▸ **Directive**: Reproduce, without alteration, the portion of the gunsmith forum thread that begins at "## John B. (Oct" and ends at "the gas more.".

▸ **Excerpt**:
# Anybody know a good gunsmith?



## blufire42 (Oct 28, 2015)

Anyone know a reputable gunsmith in the Milton/Pace/Pensacola area? 
I just got a new AR10 in .308 and it is having gas issues. I bought a JP G5 adjustable gas block but I guess I'm too stupid to install it properly, or just dont have the right tools


----------



## Trble Make-rr (Sep 30, 2007)

I know you said north of I10 but the gunsmith at Oak Ridge (Eric?) in Navarre is good.


----------



## Boardfeet (Sep 27, 2007)

Howard at Rumble wepnz is the go to guy. 
You’ll need to make an appointment.
He is located in east Milton just off Hwy 90
http://rumblewepnz.com/

http://rumblewepnz.com/


----------



## CurDog (Nov 14, 2010)

Go to the www.gulfcoastgunforum.com and look up Oneshot (JJ). Dang good smith and has his own range there at his place. He's up hwy 87N in Jay. 

You need to open/turn the gas block adjustment a little with each shot until it functions as it should.If it's not ejecting, then ur gas block is adjusted all the way off. Just turn it to open the amount of gas coming thru it.


----------



## blufire42 (Oct 28, 2015)

CurDog said:


> Go to the www.gulfcoastgunforum.com and look up Oneshot (JJ). Dang good smith and has his own range there at his place. He's up hwy 87N in Jay.
> 
> You need to open/turn the gas block adjustment a little with each shot until it functions as it should.If it's not ejecting, then ur gas block is adjusted all the way off. Just turn it to open the amount of gas coming thru it.


I tried that process with 3 different ammo. One ammo never pushed the bcg back at all, and the other two only pushed it halfway back. This was testing until gas screw only had 3 threads left before falling out.









Sent from my SM-G930VL using Tapatalk


----------



## John B. (Oct 2, 2007)

Make and model on AR10? If I bought a factory new rifle that wouldn't run it'd be going back to the manufacturer. Obviously it's undergassed, could be a few different things. Gas port not being big enough, gas block not aligned... could be a buffer issue as well? Rifle length spring in a carbine buffer tube? Hmmm... we need more details. 

Sent from my SM-G950U using Tapatalk


----------



## murfpcola (Aug 28, 2012)

So it would not run in stock form or it will not run now that you installed an adjustable gas block? If the factory gas port is too small then an adjustable gas block will not do anything to help. All it can do is restrict the gas more.


----------



## blufire42 (Oct 28, 2015)

John B. said:


> Make and model on AR10? If I bought a factory new rifle that wouldn't run it'd be going back to the manufacturer. Obviously it's undergassed, could be a few different things. Gas port not being big enough, gas block not aligned... could be a buffer issue as well? Rifle length spring in a carbine buffer tube? Hmmm... we need more details.

▸ **Material provided**:
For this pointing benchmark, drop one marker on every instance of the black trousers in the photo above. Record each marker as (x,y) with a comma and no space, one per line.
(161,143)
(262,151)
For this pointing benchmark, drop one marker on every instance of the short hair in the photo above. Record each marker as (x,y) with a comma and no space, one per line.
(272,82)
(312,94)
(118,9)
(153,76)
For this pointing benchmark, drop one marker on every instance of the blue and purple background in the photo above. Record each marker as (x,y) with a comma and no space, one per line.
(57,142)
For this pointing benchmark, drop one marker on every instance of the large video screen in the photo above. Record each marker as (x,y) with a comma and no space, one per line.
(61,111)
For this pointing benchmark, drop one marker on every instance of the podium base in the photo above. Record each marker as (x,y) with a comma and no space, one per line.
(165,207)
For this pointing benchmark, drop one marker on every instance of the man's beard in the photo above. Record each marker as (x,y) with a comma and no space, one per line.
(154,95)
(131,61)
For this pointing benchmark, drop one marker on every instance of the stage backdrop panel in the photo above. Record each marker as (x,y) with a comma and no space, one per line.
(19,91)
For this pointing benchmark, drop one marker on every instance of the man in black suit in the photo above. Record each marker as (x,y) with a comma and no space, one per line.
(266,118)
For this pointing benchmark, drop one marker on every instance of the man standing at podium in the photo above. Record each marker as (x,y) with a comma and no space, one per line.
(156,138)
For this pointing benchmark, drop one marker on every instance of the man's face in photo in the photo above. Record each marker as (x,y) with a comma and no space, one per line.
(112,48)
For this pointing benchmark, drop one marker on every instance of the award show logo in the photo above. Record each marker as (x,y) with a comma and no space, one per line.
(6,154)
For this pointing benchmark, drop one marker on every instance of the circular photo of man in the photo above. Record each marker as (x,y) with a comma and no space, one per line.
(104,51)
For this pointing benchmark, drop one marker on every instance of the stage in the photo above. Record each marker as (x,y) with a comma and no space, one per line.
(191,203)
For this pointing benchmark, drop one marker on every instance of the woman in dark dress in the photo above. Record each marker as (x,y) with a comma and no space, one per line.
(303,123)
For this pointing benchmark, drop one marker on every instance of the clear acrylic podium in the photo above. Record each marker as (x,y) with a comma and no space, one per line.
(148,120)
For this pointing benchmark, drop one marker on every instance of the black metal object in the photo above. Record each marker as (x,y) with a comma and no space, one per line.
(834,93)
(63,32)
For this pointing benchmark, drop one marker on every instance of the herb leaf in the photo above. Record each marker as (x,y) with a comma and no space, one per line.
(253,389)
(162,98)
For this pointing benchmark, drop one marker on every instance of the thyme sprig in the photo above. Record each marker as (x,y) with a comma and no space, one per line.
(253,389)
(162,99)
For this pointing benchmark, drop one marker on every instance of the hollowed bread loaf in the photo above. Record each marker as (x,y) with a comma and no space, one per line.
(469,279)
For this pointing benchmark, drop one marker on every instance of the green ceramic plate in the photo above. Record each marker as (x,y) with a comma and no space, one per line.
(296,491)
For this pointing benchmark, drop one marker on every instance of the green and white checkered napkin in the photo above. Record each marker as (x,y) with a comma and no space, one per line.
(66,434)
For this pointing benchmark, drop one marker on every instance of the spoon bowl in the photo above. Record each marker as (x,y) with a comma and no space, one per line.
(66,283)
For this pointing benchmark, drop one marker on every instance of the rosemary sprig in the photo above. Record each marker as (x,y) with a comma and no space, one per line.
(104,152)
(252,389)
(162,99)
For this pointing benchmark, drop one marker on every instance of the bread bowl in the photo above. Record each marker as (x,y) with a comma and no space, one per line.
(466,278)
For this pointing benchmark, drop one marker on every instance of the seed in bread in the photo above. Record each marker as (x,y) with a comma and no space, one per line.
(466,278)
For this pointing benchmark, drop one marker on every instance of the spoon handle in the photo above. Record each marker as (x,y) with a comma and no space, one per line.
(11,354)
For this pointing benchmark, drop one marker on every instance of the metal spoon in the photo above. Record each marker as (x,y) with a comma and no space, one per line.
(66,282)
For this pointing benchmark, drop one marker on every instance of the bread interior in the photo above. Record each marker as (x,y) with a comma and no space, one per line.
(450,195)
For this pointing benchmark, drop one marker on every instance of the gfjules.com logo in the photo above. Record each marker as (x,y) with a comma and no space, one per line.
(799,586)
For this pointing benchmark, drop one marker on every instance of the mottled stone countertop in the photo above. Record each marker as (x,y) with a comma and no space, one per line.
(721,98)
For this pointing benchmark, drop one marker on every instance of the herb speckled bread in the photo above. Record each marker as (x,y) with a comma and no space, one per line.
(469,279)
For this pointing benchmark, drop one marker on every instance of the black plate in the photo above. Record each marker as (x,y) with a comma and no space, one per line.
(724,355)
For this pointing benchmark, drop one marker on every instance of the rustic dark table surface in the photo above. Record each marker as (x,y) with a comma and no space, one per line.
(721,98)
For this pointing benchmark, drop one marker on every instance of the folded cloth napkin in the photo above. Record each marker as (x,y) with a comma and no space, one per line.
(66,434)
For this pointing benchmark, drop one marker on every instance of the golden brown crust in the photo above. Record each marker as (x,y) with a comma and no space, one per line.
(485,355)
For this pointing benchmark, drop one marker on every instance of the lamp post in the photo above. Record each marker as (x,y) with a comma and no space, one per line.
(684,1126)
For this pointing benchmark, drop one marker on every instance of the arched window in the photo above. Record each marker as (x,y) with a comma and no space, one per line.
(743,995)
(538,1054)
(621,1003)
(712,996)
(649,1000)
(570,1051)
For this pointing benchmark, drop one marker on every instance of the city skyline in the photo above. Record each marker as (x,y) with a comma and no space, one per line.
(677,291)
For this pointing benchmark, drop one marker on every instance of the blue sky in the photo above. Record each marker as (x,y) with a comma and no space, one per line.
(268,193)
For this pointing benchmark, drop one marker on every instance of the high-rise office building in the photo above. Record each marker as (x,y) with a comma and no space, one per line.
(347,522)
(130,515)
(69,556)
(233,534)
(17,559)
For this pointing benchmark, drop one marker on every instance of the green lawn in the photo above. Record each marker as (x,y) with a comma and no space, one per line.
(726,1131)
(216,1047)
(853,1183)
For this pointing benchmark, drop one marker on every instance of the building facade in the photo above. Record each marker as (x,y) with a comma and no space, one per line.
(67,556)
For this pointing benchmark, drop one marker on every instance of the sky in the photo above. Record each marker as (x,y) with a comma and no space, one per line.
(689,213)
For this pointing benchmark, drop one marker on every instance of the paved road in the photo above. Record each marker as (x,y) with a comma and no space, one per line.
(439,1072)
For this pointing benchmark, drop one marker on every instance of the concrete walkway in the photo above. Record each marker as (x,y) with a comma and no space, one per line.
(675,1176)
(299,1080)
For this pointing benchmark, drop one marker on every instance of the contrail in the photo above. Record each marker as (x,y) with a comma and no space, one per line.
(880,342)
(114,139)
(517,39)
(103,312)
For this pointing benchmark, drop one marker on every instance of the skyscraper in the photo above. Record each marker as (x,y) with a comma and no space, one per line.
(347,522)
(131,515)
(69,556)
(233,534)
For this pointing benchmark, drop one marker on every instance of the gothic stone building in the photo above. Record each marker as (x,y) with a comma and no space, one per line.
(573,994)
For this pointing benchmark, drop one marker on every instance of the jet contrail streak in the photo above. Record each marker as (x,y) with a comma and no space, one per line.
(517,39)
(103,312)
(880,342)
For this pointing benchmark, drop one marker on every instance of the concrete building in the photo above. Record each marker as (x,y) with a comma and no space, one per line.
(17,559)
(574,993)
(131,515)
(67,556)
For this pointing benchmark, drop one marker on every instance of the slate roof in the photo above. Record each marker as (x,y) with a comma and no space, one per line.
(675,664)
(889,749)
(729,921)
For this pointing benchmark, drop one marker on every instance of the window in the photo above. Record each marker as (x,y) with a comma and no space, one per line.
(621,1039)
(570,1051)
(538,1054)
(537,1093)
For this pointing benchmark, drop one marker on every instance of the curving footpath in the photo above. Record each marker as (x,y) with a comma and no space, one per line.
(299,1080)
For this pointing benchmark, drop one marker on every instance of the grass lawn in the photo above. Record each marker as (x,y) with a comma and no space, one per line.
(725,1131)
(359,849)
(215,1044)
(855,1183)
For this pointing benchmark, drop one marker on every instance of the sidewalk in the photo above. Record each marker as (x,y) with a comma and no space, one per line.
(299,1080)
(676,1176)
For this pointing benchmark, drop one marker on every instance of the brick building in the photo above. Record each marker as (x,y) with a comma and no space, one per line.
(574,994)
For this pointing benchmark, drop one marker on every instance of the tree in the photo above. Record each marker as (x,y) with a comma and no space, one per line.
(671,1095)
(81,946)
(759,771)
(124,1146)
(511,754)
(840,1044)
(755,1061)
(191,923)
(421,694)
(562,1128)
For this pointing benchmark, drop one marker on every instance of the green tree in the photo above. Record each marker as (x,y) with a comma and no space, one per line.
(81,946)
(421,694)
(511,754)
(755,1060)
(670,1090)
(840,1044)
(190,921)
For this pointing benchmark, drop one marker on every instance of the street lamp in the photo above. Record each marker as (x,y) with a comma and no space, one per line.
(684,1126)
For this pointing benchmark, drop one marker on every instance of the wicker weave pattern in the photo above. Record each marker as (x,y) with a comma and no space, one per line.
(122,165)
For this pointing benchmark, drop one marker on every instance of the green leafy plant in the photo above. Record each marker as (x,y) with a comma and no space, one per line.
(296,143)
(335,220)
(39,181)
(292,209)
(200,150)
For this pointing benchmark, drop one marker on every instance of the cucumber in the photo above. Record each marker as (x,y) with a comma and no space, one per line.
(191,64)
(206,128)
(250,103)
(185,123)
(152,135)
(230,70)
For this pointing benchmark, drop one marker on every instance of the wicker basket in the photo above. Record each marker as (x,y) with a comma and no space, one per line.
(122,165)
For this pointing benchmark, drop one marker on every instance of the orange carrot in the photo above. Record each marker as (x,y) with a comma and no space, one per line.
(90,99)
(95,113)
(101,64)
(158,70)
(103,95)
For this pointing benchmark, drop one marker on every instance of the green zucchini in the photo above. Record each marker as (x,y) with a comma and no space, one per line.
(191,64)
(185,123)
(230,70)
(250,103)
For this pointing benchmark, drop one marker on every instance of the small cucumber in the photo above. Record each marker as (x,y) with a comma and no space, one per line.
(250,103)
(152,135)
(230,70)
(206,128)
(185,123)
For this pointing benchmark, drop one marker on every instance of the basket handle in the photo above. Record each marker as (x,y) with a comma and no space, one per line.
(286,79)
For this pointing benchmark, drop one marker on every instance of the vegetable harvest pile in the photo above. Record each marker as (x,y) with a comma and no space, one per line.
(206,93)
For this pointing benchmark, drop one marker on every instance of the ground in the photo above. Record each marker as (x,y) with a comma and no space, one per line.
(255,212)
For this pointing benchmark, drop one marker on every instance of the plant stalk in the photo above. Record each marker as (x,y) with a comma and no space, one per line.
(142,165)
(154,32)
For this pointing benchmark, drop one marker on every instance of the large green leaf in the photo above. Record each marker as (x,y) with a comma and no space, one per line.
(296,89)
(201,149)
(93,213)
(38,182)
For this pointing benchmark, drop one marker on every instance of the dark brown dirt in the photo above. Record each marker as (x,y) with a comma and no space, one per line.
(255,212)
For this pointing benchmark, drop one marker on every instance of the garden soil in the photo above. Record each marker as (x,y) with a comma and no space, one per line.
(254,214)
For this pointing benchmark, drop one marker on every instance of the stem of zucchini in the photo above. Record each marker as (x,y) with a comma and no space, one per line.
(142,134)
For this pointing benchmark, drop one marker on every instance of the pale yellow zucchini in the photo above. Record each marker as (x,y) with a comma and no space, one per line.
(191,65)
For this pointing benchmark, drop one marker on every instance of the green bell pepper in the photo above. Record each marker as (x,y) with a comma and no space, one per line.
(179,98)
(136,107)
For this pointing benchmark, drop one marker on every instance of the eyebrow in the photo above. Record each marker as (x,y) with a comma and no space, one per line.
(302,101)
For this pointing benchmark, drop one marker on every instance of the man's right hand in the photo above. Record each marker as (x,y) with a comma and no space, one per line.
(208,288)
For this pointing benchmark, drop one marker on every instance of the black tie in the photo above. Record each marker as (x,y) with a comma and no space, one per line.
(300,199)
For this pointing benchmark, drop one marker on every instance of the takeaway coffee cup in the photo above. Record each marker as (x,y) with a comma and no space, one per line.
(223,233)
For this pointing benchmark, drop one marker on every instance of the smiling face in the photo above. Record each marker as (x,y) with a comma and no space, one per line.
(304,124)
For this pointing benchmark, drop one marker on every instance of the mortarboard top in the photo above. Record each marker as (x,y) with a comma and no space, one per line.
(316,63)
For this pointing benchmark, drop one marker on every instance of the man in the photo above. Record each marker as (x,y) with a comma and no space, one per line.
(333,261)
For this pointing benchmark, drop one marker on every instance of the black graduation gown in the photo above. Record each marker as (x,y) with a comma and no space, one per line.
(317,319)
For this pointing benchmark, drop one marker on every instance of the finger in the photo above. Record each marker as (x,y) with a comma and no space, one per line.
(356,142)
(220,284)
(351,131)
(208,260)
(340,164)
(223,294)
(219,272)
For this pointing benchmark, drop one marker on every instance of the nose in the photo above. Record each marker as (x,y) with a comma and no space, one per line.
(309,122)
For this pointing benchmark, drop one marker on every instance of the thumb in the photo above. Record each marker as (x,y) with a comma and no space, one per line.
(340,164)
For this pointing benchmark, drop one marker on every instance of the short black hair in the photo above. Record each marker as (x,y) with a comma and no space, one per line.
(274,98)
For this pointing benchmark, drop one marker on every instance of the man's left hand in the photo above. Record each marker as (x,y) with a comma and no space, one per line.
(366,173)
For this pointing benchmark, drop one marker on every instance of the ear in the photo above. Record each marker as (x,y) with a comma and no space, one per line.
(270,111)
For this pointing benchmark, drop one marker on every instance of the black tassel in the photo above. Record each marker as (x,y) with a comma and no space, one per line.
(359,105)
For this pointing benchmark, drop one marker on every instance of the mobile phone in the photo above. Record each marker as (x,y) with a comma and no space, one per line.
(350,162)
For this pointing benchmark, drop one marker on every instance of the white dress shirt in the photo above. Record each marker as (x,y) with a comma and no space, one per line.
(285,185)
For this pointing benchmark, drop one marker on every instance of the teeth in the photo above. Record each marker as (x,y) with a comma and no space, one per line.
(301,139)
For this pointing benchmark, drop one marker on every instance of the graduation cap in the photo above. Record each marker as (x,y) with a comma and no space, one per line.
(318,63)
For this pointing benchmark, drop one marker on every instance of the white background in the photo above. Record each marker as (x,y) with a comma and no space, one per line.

▸ **Complete response**:
## John B. (Oct 2, 2007)

Make and model on AR10? If I bought a factory new rifle that wouldn't run it'd be going back to the manufacturer. Obviously it's undergassed, could be a few different things. Gas port not being big enough, gas block not aligned... could be a buffer issue as well? Rifle length spring in a carbine buffer tube? Hmmm... we need more details. 

Sent from my SM-G950U using Tapatalk


----------



## murfpcola (Aug 28, 2012)

So it would not run in stock form or it will not run now that you installed an adjustable gas block? If the factory gas port is too small then an adjustable gas block will not do anything to help. All it can do is restrict the gas more.